Weißt Du wo der Himmel ist, außen oder innen...?
Predigt zum 7. Sonntag der Osterzeit (Joh 17,1-11a)
Es kann einem schon ein Schauer über den Rücken laufen, wenn man im Nachhinein die Worte eines Menschen liest oder hört und bedenkt, die der vor seinem Tod gesprochen hat. Was wir heute als Evangelium gehört haben, ist der Kern der sogenannten Abschiedsreden Jesu im Evangelium des Johannes (Joh 14-17). Es ist mehr als nur ein literarisches Stilmittel des Evangelisten und seiner Mitverfasser (man spricht vom johannäischen Kreis), dass hier die Form eines Gebetes benutzt wird. Ein feierlicher Höhepunkt in der Art des Hochgebetes der Heiligen Messe schließt die Abschiedsreden Jesu an die Jünger ab. Die wichtigsten Anliegen Jesu werden in meditativer Sprache ins Wort gebracht. Selbst die Gebetshaltung wird deutlich, heißt es doch: „Und er erhob seine Augen zum Himmel und sagte…“ (Joh 17,1a). Die Zwiesprache ist innig. Jesus erscheint hier nicht mehr nur als ein Mensch, der einen Auftrag hat und der den Leidensweg gehen muss. Jesus wird gezeichnet als der, der ganz aus Gott gekommen ist und nun wieder ganz in Gott eingehen wird. Er ist der Gottes-Sohn!

Deine Aufgabe
Welche Kapitel des Johannesevangeliums umfassen laut der Predigt die sogenannten Abschiedsreden Jesu?

Datenauszug
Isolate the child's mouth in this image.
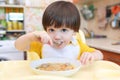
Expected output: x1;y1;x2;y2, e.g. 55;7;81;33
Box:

Lösung der Aufgabe
Die Kapitel 14 bis 17 (Joh 14-17).